* [QUOTED PASSAGE]:
# # # # # # #

Modeling Robotics Motion in Microgravity

Robots have been assisting humans in space for decades, extending the reach of human ingenuity and exploration. Robotics have been crucial for space exploration from the beginning, starting with uncrewed spacecraft that use automation technology to perform orbital missions, flybys or exploration of the solar system and beyond. Robots have also supported and maintained orbital infrastructure. In 1993, a robot arm helped astronauts repair the Hubble Space Telescope. Robot arms were also used to construct the International Space Station and deploy payloads from the space shuttle. Most of these early robotics applications were either teleoperated or hard-coded and preplanned before launch.

Today, preparations for the next generation of robots in space are using artificial intelligence and novel, high-performance computing to enable advanced automation. By leveraging capabilities from industrial automation and automated vehicles, NASA and the U.S. Space Force are pursuing similar robotic technologies that can operate in microgravity.

The commercial space sector alone could grow by 41% in the next five years, making space a new frontier for both exploration and economic development. Future space exploration will leverage robotics and automation to enable in-space servicing, assembly and manufacturing (ISAM) in orbit and on other planets. Both government and industry have a vested interest in on-orbit testing, transportation, refueling and manufacturing. Managing all this activity will require complex systems and interoperable technologies. Simply put, the future of space depends on robotics.

# # # # # # #

* [SUPPLIED MATERIAL]:
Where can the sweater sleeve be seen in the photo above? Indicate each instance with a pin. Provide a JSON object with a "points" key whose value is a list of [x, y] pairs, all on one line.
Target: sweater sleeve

# # # # # # #

* [REQUIRED WORK]:
a. In the text on modeling robotics motion in microgravity, why does the text say space is becoming a new frontier for economic development as well as exploration? Answer in one to three sentences.
b. Answer these questions from the text on modeling robotics motion in microgravity, one line each:
(i) In what year did a robot arm help astronauts repair the Hubble Space Telescope?
(ii) Which two organizations are pursuing similar robotic technologies that can operate in microgravity?
(iii) What does the abbreviation ISAM stand for?
c. Rewrite the paragraph in the text on modeling robotics motion in microgravity that begins "Robots have been assisting humans in space" as a bulleted list, keeping its main facts.

* [ANSWERS TO THE PROBLEMS]:
a. The text gives the reason that the commercial space sector alone could grow by 41% in the next five years. That expected growth is what makes space a new frontier for both exploration and economic development.

b.
(i) 1993
(ii) NASA and the U.S. Space Force
(iii) In-space servicing, assembly and manufacturing

c.
- Robots have assisted humans in space for decades and have been crucial to space exploration from the beginning.
- Early uses included uncrewed spacecraft using automation for orbital missions, flybys, and exploration of the solar system and beyond.
- Robots have supported and maintained orbital infrastructure.
- In 1993, a robot arm helped astronauts repair the Hubble Space Telescope.
- Robot arms helped construct the International Space Station and deploy payloads from the space shuttle.
- Most early applications were either teleoperated or hard-coded and preplanned before launch.